Prompt >>
In the text below about Mrs. Yingluck, which U.S. government department has banned Nalinee Taveesin from doing business with Americans?

Source text >>
··········

Mrs. Yingluck, however, said she is willing to work with Army Commander-in-Chief Gen. Prayuth Chanocha, who led the military's crackdown against the Red Shirts and earlier played a key role in the 2006 coup when he was 1st Army Region commander.

The nearby banquet guests, spooning an icy dessert of zalaccas and strawberries, did not trust Mrs. Yingluck's make-nice gestures towards the mostly anti-Thaksin military.

But Mrs. Yingluck's newest problem erupted on Jan. 18 when she appointed -- as her office minister -- Nalinee Taveesin who is banned by the U.S. Treasury Department from doing business with Americans.

Ms. Nalinee allegedly facilitated financial transactions for Zimbabwean President Robert Mugabe's wife and several others in Mr. Mugabe's thieving "kleptocratic" regime, according to a November 25, 2008 decision by the U.S. Department of the Treasury's Office of Foreign Assets Control (OFAC).

··········

Stored items from a collection >>
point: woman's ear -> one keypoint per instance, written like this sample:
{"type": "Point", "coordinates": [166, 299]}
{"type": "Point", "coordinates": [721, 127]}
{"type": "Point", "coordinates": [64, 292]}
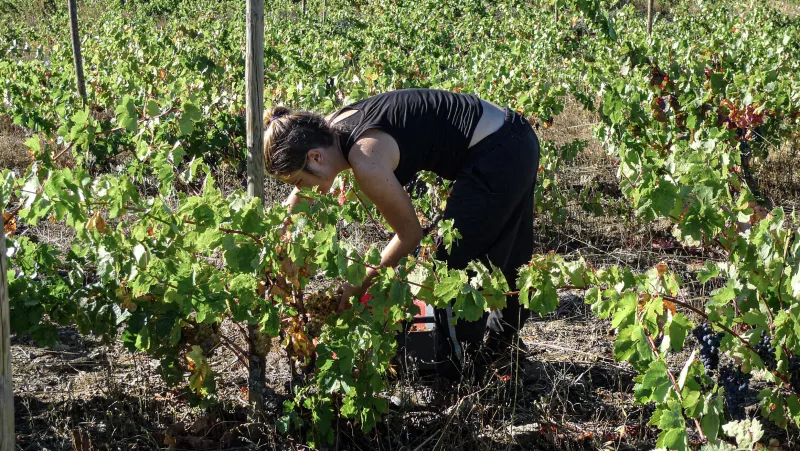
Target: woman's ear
{"type": "Point", "coordinates": [315, 155]}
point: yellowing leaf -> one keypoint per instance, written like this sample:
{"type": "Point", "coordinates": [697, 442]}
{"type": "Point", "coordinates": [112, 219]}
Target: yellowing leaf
{"type": "Point", "coordinates": [96, 222]}
{"type": "Point", "coordinates": [662, 268]}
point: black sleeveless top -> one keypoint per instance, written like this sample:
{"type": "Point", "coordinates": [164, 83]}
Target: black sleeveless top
{"type": "Point", "coordinates": [432, 128]}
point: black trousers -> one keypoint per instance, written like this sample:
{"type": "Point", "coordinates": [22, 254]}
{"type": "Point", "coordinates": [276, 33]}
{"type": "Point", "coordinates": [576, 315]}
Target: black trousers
{"type": "Point", "coordinates": [492, 205]}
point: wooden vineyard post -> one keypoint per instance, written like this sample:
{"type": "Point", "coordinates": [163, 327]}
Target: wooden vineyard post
{"type": "Point", "coordinates": [76, 49]}
{"type": "Point", "coordinates": [254, 80]}
{"type": "Point", "coordinates": [6, 387]}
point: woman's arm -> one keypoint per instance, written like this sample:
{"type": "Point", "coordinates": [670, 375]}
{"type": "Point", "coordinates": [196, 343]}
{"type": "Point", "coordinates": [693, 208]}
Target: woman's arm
{"type": "Point", "coordinates": [373, 159]}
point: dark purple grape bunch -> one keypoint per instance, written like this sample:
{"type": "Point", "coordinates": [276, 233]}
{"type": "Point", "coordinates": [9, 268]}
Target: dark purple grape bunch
{"type": "Point", "coordinates": [736, 383]}
{"type": "Point", "coordinates": [794, 373]}
{"type": "Point", "coordinates": [766, 351]}
{"type": "Point", "coordinates": [709, 346]}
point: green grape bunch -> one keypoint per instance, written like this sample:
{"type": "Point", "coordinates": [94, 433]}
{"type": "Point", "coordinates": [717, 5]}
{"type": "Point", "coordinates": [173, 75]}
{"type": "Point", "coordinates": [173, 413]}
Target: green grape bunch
{"type": "Point", "coordinates": [318, 307]}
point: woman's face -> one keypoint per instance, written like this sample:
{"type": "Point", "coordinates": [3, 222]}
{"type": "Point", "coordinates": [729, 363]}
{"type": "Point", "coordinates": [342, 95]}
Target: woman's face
{"type": "Point", "coordinates": [317, 173]}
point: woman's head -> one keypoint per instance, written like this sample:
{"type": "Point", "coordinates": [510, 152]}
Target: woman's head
{"type": "Point", "coordinates": [300, 148]}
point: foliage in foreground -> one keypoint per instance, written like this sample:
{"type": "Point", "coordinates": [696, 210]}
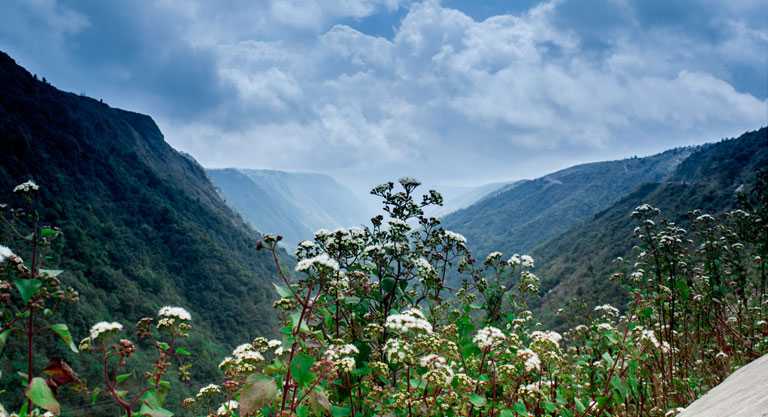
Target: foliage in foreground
{"type": "Point", "coordinates": [372, 329]}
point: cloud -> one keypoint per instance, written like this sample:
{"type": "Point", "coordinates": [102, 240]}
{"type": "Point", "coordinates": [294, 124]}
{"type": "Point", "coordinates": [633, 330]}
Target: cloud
{"type": "Point", "coordinates": [448, 97]}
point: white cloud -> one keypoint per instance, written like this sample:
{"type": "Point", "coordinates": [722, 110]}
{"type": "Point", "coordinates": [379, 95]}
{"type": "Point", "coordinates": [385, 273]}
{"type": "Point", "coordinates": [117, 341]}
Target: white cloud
{"type": "Point", "coordinates": [447, 96]}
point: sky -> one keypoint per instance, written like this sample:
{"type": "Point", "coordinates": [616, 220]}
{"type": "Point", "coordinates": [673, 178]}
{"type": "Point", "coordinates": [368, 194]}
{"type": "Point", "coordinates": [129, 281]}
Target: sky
{"type": "Point", "coordinates": [451, 92]}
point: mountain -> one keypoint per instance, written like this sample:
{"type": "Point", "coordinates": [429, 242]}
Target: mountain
{"type": "Point", "coordinates": [291, 204]}
{"type": "Point", "coordinates": [459, 197]}
{"type": "Point", "coordinates": [577, 264]}
{"type": "Point", "coordinates": [142, 224]}
{"type": "Point", "coordinates": [520, 216]}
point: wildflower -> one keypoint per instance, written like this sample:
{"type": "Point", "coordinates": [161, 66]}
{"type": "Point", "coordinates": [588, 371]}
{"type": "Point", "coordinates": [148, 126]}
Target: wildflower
{"type": "Point", "coordinates": [493, 257]}
{"type": "Point", "coordinates": [410, 320]}
{"type": "Point", "coordinates": [550, 336]}
{"type": "Point", "coordinates": [397, 351]}
{"type": "Point", "coordinates": [5, 253]}
{"type": "Point", "coordinates": [604, 326]}
{"type": "Point", "coordinates": [342, 356]}
{"type": "Point", "coordinates": [455, 237]}
{"type": "Point", "coordinates": [226, 409]}
{"type": "Point", "coordinates": [408, 182]}
{"type": "Point", "coordinates": [104, 327]}
{"type": "Point", "coordinates": [530, 359]}
{"type": "Point", "coordinates": [208, 391]}
{"type": "Point", "coordinates": [608, 310]}
{"type": "Point", "coordinates": [526, 261]}
{"type": "Point", "coordinates": [673, 412]}
{"type": "Point", "coordinates": [26, 187]}
{"type": "Point", "coordinates": [488, 337]}
{"type": "Point", "coordinates": [174, 313]}
{"type": "Point", "coordinates": [400, 225]}
{"type": "Point", "coordinates": [319, 261]}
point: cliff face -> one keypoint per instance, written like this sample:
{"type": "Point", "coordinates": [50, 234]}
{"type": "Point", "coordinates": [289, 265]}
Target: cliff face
{"type": "Point", "coordinates": [142, 224]}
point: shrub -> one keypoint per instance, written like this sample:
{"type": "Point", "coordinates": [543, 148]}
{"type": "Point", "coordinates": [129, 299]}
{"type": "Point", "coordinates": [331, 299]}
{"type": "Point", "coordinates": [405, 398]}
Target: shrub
{"type": "Point", "coordinates": [375, 323]}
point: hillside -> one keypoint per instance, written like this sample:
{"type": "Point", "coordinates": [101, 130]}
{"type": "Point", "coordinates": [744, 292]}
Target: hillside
{"type": "Point", "coordinates": [457, 197]}
{"type": "Point", "coordinates": [531, 212]}
{"type": "Point", "coordinates": [577, 264]}
{"type": "Point", "coordinates": [142, 224]}
{"type": "Point", "coordinates": [292, 204]}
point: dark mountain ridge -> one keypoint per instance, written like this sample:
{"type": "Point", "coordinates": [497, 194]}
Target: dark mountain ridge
{"type": "Point", "coordinates": [532, 212]}
{"type": "Point", "coordinates": [142, 224]}
{"type": "Point", "coordinates": [577, 264]}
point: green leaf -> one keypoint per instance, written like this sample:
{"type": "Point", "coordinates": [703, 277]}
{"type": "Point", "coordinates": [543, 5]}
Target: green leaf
{"type": "Point", "coordinates": [300, 369]}
{"type": "Point", "coordinates": [580, 407]}
{"type": "Point", "coordinates": [340, 411]}
{"type": "Point", "coordinates": [41, 395]}
{"type": "Point", "coordinates": [152, 405]}
{"type": "Point", "coordinates": [62, 330]}
{"type": "Point", "coordinates": [51, 273]}
{"type": "Point", "coordinates": [28, 288]}
{"type": "Point", "coordinates": [257, 392]}
{"type": "Point", "coordinates": [619, 386]}
{"type": "Point", "coordinates": [520, 408]}
{"type": "Point", "coordinates": [4, 338]}
{"type": "Point", "coordinates": [477, 400]}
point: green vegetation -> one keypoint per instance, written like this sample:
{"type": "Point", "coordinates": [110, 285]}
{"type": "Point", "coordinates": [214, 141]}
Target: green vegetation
{"type": "Point", "coordinates": [370, 328]}
{"type": "Point", "coordinates": [140, 224]}
{"type": "Point", "coordinates": [576, 266]}
{"type": "Point", "coordinates": [529, 213]}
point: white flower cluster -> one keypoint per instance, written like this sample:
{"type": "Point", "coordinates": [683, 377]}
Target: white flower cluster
{"type": "Point", "coordinates": [174, 313]}
{"type": "Point", "coordinates": [530, 359]}
{"type": "Point", "coordinates": [455, 237]}
{"type": "Point", "coordinates": [493, 257]}
{"type": "Point", "coordinates": [227, 408]}
{"type": "Point", "coordinates": [396, 351]}
{"type": "Point", "coordinates": [489, 337]}
{"type": "Point", "coordinates": [608, 310]}
{"type": "Point", "coordinates": [319, 261]}
{"type": "Point", "coordinates": [423, 267]}
{"type": "Point", "coordinates": [103, 327]}
{"type": "Point", "coordinates": [208, 391]}
{"type": "Point", "coordinates": [5, 253]}
{"type": "Point", "coordinates": [439, 370]}
{"type": "Point", "coordinates": [26, 187]}
{"type": "Point", "coordinates": [343, 356]}
{"type": "Point", "coordinates": [243, 360]}
{"type": "Point", "coordinates": [548, 336]}
{"type": "Point", "coordinates": [399, 225]}
{"type": "Point", "coordinates": [410, 320]}
{"type": "Point", "coordinates": [408, 182]}
{"type": "Point", "coordinates": [521, 260]}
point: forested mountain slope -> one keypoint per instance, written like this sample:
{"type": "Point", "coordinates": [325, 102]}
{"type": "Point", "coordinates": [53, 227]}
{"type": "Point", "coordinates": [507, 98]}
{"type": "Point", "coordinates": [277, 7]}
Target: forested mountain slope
{"type": "Point", "coordinates": [142, 225]}
{"type": "Point", "coordinates": [292, 204]}
{"type": "Point", "coordinates": [576, 265]}
{"type": "Point", "coordinates": [531, 212]}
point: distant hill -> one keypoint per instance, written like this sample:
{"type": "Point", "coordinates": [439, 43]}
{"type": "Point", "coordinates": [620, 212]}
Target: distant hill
{"type": "Point", "coordinates": [457, 197]}
{"type": "Point", "coordinates": [577, 264]}
{"type": "Point", "coordinates": [528, 213]}
{"type": "Point", "coordinates": [142, 224]}
{"type": "Point", "coordinates": [291, 204]}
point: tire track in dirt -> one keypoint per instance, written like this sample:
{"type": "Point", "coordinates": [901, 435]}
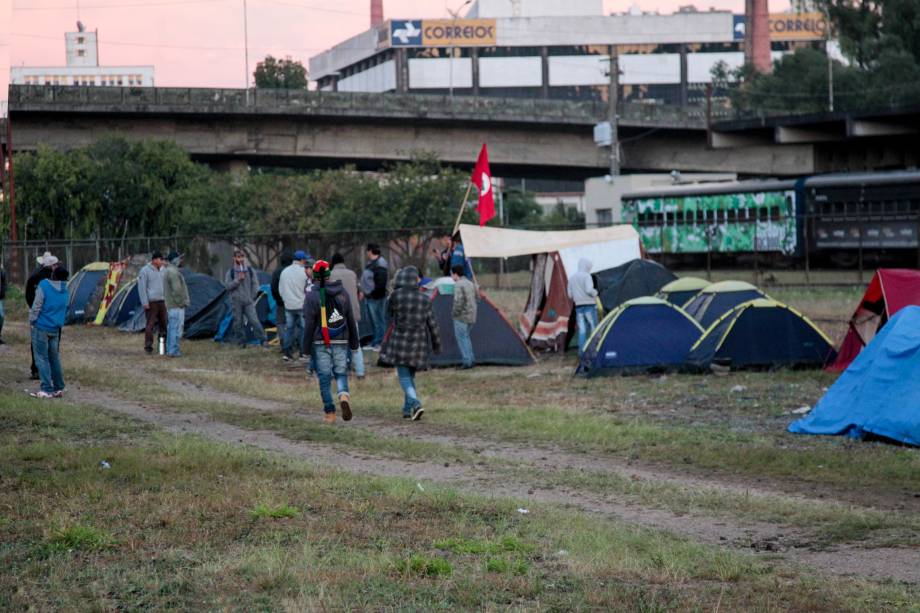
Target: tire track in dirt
{"type": "Point", "coordinates": [767, 539]}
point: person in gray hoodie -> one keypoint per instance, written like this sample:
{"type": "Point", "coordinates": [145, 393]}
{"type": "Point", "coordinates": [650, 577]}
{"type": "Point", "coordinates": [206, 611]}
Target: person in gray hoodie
{"type": "Point", "coordinates": [581, 291]}
{"type": "Point", "coordinates": [152, 293]}
{"type": "Point", "coordinates": [243, 287]}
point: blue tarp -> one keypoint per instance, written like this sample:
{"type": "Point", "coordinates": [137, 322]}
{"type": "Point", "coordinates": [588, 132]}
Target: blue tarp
{"type": "Point", "coordinates": [878, 394]}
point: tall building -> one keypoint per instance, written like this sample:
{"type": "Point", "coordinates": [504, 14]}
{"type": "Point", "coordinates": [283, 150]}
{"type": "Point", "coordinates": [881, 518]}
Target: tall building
{"type": "Point", "coordinates": [552, 49]}
{"type": "Point", "coordinates": [82, 67]}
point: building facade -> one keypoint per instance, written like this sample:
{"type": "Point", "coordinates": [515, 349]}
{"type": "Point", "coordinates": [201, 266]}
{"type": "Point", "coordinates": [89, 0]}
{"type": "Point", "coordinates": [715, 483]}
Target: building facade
{"type": "Point", "coordinates": [552, 49]}
{"type": "Point", "coordinates": [82, 67]}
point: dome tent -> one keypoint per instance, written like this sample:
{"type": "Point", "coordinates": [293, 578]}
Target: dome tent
{"type": "Point", "coordinates": [877, 394]}
{"type": "Point", "coordinates": [641, 335]}
{"type": "Point", "coordinates": [680, 292]}
{"type": "Point", "coordinates": [717, 299]}
{"type": "Point", "coordinates": [761, 333]}
{"type": "Point", "coordinates": [633, 279]}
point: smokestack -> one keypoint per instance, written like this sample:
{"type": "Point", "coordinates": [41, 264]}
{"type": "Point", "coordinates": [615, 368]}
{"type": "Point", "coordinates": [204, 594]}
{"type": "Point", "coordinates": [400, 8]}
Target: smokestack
{"type": "Point", "coordinates": [757, 35]}
{"type": "Point", "coordinates": [376, 13]}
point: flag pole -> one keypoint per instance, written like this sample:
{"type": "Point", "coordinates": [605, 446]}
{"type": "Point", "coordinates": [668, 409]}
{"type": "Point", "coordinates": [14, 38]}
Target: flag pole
{"type": "Point", "coordinates": [469, 188]}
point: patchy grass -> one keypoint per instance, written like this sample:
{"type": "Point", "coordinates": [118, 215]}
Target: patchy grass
{"type": "Point", "coordinates": [184, 534]}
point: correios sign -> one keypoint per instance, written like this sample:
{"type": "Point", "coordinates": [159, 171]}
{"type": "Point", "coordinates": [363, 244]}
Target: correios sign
{"type": "Point", "coordinates": [442, 32]}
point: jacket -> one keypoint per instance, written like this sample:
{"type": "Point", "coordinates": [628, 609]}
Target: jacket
{"type": "Point", "coordinates": [581, 285]}
{"type": "Point", "coordinates": [175, 289]}
{"type": "Point", "coordinates": [349, 280]}
{"type": "Point", "coordinates": [414, 332]}
{"type": "Point", "coordinates": [50, 305]}
{"type": "Point", "coordinates": [276, 279]}
{"type": "Point", "coordinates": [242, 291]}
{"type": "Point", "coordinates": [292, 286]}
{"type": "Point", "coordinates": [150, 285]}
{"type": "Point", "coordinates": [32, 283]}
{"type": "Point", "coordinates": [312, 317]}
{"type": "Point", "coordinates": [374, 279]}
{"type": "Point", "coordinates": [465, 301]}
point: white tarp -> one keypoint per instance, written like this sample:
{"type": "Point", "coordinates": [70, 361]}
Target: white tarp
{"type": "Point", "coordinates": [606, 247]}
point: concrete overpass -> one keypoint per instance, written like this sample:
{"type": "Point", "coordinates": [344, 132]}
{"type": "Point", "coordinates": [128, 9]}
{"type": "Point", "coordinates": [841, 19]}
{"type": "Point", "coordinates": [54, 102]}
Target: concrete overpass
{"type": "Point", "coordinates": [527, 138]}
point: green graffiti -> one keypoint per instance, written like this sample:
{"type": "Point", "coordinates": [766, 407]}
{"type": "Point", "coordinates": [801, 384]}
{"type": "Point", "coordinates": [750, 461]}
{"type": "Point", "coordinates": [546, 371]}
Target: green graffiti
{"type": "Point", "coordinates": [751, 221]}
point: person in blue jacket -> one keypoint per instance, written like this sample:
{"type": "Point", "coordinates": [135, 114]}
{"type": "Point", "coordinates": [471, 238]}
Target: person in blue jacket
{"type": "Point", "coordinates": [46, 317]}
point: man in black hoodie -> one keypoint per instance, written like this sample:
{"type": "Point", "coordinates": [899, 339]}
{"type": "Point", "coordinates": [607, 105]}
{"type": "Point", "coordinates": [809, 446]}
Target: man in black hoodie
{"type": "Point", "coordinates": [330, 334]}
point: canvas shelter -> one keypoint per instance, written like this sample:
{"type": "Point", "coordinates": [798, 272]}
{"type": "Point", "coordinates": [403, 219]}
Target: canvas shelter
{"type": "Point", "coordinates": [203, 291]}
{"type": "Point", "coordinates": [495, 341]}
{"type": "Point", "coordinates": [681, 290]}
{"type": "Point", "coordinates": [547, 318]}
{"type": "Point", "coordinates": [717, 299]}
{"type": "Point", "coordinates": [633, 279]}
{"type": "Point", "coordinates": [762, 333]}
{"type": "Point", "coordinates": [890, 290]}
{"type": "Point", "coordinates": [81, 288]}
{"type": "Point", "coordinates": [877, 395]}
{"type": "Point", "coordinates": [641, 335]}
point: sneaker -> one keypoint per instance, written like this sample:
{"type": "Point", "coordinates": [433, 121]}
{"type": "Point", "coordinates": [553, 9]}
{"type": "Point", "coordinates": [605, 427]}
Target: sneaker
{"type": "Point", "coordinates": [345, 404]}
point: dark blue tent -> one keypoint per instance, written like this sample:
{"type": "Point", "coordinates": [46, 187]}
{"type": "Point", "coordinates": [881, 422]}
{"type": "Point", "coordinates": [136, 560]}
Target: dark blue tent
{"type": "Point", "coordinates": [762, 333]}
{"type": "Point", "coordinates": [877, 395]}
{"type": "Point", "coordinates": [81, 288]}
{"type": "Point", "coordinates": [714, 301]}
{"type": "Point", "coordinates": [641, 335]}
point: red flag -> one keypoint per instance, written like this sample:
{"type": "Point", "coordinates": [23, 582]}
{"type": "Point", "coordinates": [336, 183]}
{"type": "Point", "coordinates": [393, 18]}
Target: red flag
{"type": "Point", "coordinates": [482, 178]}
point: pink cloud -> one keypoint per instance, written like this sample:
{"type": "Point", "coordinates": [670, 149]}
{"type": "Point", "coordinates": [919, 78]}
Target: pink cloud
{"type": "Point", "coordinates": [200, 42]}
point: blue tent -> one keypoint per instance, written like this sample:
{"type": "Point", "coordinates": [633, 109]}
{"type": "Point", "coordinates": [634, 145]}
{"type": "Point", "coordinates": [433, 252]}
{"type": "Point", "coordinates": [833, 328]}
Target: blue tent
{"type": "Point", "coordinates": [641, 335]}
{"type": "Point", "coordinates": [877, 394]}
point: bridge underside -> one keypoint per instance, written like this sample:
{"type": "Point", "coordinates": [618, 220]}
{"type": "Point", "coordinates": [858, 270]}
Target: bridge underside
{"type": "Point", "coordinates": [515, 150]}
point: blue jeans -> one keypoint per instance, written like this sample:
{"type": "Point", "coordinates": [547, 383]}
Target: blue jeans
{"type": "Point", "coordinates": [46, 346]}
{"type": "Point", "coordinates": [293, 330]}
{"type": "Point", "coordinates": [331, 362]}
{"type": "Point", "coordinates": [175, 326]}
{"type": "Point", "coordinates": [407, 382]}
{"type": "Point", "coordinates": [462, 333]}
{"type": "Point", "coordinates": [586, 317]}
{"type": "Point", "coordinates": [377, 311]}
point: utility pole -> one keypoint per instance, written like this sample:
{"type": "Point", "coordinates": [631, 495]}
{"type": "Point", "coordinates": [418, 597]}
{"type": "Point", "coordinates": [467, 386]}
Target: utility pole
{"type": "Point", "coordinates": [612, 99]}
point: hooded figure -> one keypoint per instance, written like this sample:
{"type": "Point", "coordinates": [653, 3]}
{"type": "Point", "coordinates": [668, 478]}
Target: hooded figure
{"type": "Point", "coordinates": [581, 291]}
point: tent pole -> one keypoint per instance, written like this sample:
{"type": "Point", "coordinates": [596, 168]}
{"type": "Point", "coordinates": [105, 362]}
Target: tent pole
{"type": "Point", "coordinates": [469, 188]}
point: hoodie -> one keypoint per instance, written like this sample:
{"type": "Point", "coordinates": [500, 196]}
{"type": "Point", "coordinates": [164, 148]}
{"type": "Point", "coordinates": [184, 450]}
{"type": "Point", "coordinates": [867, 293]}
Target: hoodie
{"type": "Point", "coordinates": [312, 314]}
{"type": "Point", "coordinates": [581, 285]}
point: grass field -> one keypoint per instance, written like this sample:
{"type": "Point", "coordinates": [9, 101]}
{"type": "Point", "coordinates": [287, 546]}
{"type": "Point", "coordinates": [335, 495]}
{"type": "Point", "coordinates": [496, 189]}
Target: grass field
{"type": "Point", "coordinates": [521, 489]}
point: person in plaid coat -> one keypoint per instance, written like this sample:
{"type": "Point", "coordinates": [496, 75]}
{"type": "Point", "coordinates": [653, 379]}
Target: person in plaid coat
{"type": "Point", "coordinates": [413, 336]}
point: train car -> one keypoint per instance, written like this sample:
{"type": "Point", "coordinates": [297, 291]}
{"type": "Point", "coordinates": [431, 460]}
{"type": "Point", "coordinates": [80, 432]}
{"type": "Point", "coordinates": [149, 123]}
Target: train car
{"type": "Point", "coordinates": [839, 217]}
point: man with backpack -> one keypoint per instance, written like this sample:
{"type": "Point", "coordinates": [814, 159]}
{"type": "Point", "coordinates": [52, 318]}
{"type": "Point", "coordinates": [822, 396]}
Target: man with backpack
{"type": "Point", "coordinates": [330, 333]}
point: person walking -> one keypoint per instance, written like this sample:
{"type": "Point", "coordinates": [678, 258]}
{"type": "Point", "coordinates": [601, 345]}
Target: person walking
{"type": "Point", "coordinates": [581, 291]}
{"type": "Point", "coordinates": [2, 298]}
{"type": "Point", "coordinates": [46, 265]}
{"type": "Point", "coordinates": [374, 281]}
{"type": "Point", "coordinates": [348, 278]}
{"type": "Point", "coordinates": [177, 300]}
{"type": "Point", "coordinates": [243, 287]}
{"type": "Point", "coordinates": [286, 260]}
{"type": "Point", "coordinates": [152, 293]}
{"type": "Point", "coordinates": [464, 313]}
{"type": "Point", "coordinates": [292, 287]}
{"type": "Point", "coordinates": [330, 332]}
{"type": "Point", "coordinates": [46, 318]}
{"type": "Point", "coordinates": [415, 333]}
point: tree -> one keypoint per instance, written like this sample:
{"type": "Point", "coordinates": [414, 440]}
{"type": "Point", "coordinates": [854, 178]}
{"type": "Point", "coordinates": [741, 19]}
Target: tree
{"type": "Point", "coordinates": [272, 73]}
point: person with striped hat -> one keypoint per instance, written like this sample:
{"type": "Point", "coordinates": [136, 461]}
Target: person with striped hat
{"type": "Point", "coordinates": [330, 334]}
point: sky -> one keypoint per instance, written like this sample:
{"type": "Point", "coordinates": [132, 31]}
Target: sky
{"type": "Point", "coordinates": [200, 43]}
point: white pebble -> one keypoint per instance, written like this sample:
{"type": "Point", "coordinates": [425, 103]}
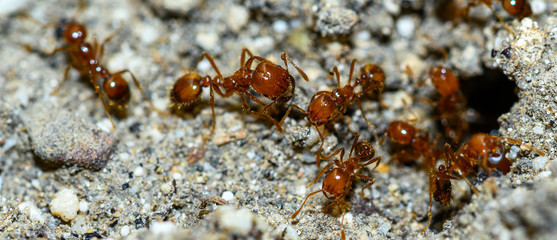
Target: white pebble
{"type": "Point", "coordinates": [280, 26]}
{"type": "Point", "coordinates": [8, 7]}
{"type": "Point", "coordinates": [138, 171]}
{"type": "Point", "coordinates": [83, 206]}
{"type": "Point", "coordinates": [238, 16]}
{"type": "Point", "coordinates": [125, 231]}
{"type": "Point", "coordinates": [538, 130]}
{"type": "Point", "coordinates": [405, 26]}
{"type": "Point", "coordinates": [149, 34]}
{"type": "Point", "coordinates": [240, 221]}
{"type": "Point", "coordinates": [162, 228]}
{"type": "Point", "coordinates": [545, 174]}
{"type": "Point", "coordinates": [228, 196]}
{"type": "Point", "coordinates": [65, 204]}
{"type": "Point", "coordinates": [301, 190]}
{"type": "Point", "coordinates": [207, 40]}
{"type": "Point", "coordinates": [539, 162]}
{"type": "Point", "coordinates": [9, 143]}
{"type": "Point", "coordinates": [32, 211]}
{"type": "Point", "coordinates": [166, 188]}
{"type": "Point", "coordinates": [80, 225]}
{"type": "Point", "coordinates": [348, 218]}
{"type": "Point", "coordinates": [538, 6]}
{"type": "Point", "coordinates": [177, 176]}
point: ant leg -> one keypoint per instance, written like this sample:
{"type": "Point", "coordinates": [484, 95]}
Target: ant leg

··········

Answer space >>
The U.S. Treasury Department.